• [Série de tâches]
- a) Répondez aux questions suivantes à partir du texte sur la blockchain.
(i) Avec le lancement de quelle monnaie électronique la blockchain a-t-elle été mise en place, et en quelle année ?
(ii) Par quel réseau la base de données est-elle distribuée directement aux utilisateurs ?
(iii) Quels intermédiaires de confiance sont cités entre parenthèses comme exemples du système traditionnel ?
- b) Transcrivez le passage du texte sur la blockchain qui commence aux mots « Face à un engouement » et se termine après les mots « vulgarisation de l’information. ».

• [Texte fourni]
—————

Mise en place avec le lancement de la monnaie électronique Bitcoin en 2008, la blockchain possède un énorme potentiel d’exploitation dont les acteurs économiques n’ont pris conscience de son importance que très récemment. Mais quels sont réellement les intérêts d’utiliser une telle technologie et qu’en est-il du caractère « révolutionnaire » de la blockchain ?

Face à un engouement sans précédent pour cette technologie l'année dernière, de nombreux spécialistes considèrent la blockchain comme une véritable révolution digitale en matière de transaction numérique. Certains n’hésitent pas à comparer la blockchain comme un bouleversement du même type qu’Internet, par rapport à la vulgarisation de l’information.

La blockchain pour une transmission sécurisée et transparente des informations

La blockchain s’apparente à un gigantesque registre virtuel qui contient l’historique de tous les échanges effectués depuis sa création. Les transactions prennent la forme de blocs de données qui viennent s’emboiter chronologiquement à chaque nouvelle opération. Cette base de données n’est pas centralisée dans un serveur. Au contraire, elle est dupliquée pour être distribuée aux utilisateurs directement via le réseau peer-to-peer (P2P). Le risque de falsification des données est donc nul, car tous les utilisateurs disposent d’une copie du registre, mise à jour simultanément. Par ailleurs, il est tout simplement impossible de modifier ou de supprimer une entrée de la blockchain, garantissant ainsi une sécurité optimale.

La blockchain se distingue par son fonctionnement qui ne demande aucun organe central de contrôle. C’est là, un des grands bouleversements apportés par cette technologie qui est de redéfinir le rapport de confiance lors d’une transaction. Alors que le système traditionnel repose sur des intermédiaires de confiance (banques, notaires, courtiers, etc.) pour garantir la fiabilité des échanges, la blockchain s’affranchit de cette autorité centrale en se basant plutôt sur la confiance partagée entre les utilisateurs. Pour qu’une opération soit validée, soit rejetée, celle-ci passe ainsi par un processus de vérification de la part des utilisateurs. Pour tenter de hacker la blockchain, il faudrait donc réussir à prendre le contrôle de milliers d’ordinateurs en même temps à travers le monde.

L’utilisation de la blockchain au-delà du domaine monétaire

Si la blockchain suscite autant d’intérêt, cela s’explique aussi par les différentes possibilités d’utilisation offertes par cette technologie et ses avantages en termes de sécurité et de coût. La blockchain peut tout d’abord être utilisée comme une technologie de transfert d’informations, que ce soit pour une transaction financière ou non. La cryptomonnaie n’est donc pas l’unique champ d’intervention possible de la blockchain. Cette technologie peut aussi être exploitée comme un registre de données infalsifiable, permettant de garantir la traçabilité d’un produit ou d’un titre. Il est par exemple possible, grâce à la blockchain, de garantir l’authenticité et l’origine des documents (diplômes, contrats, titres fonciers, œuvres littéraires, etc.) qui y sont enregistrés. Enfin, la blockchain peut être utilisée comme un programme visant à exécuter les termes d’un contrat en toute autonomie. Un contrat intelligent qui, dans le cadre d’un contrat d’assurance, par exemple, peut prendre en charge le remboursement automatique d’un assureur dès lors qu’une condition définie au préalable est vérifiée. Cela permet non seulement d’éliminer les risques d’erreurs d’une intervention humaine mais aussi de réduire les coûts en automatisant le processus.

—————

• [Extrait des données]
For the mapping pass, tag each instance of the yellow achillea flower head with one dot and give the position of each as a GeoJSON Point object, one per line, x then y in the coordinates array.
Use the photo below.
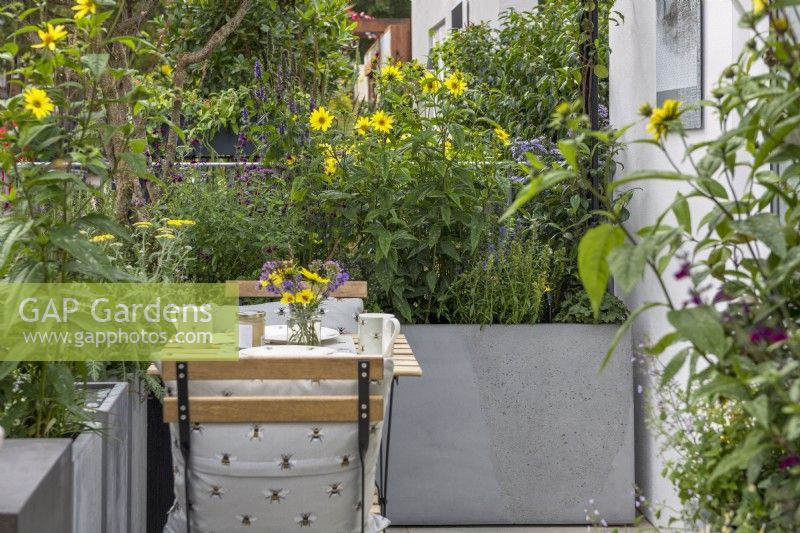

—————

• [Réponses aux tâches]
- a)
(i) Avec le lancement du Bitcoin, en 2008.
(ii) Par le réseau peer-to-peer (P2P).
(iii) Les banques, les notaires et les courtiers.

- b)
Face à un engouement sans précédent pour cette technologie l'année dernière, de nombreux spécialistes considèrent la blockchain comme une véritable révolution digitale en matière de transaction numérique. Certains n’hésitent pas à comparer la blockchain comme un bouleversement du même type qu’Internet, par rapport à la vulgarisation de l’information.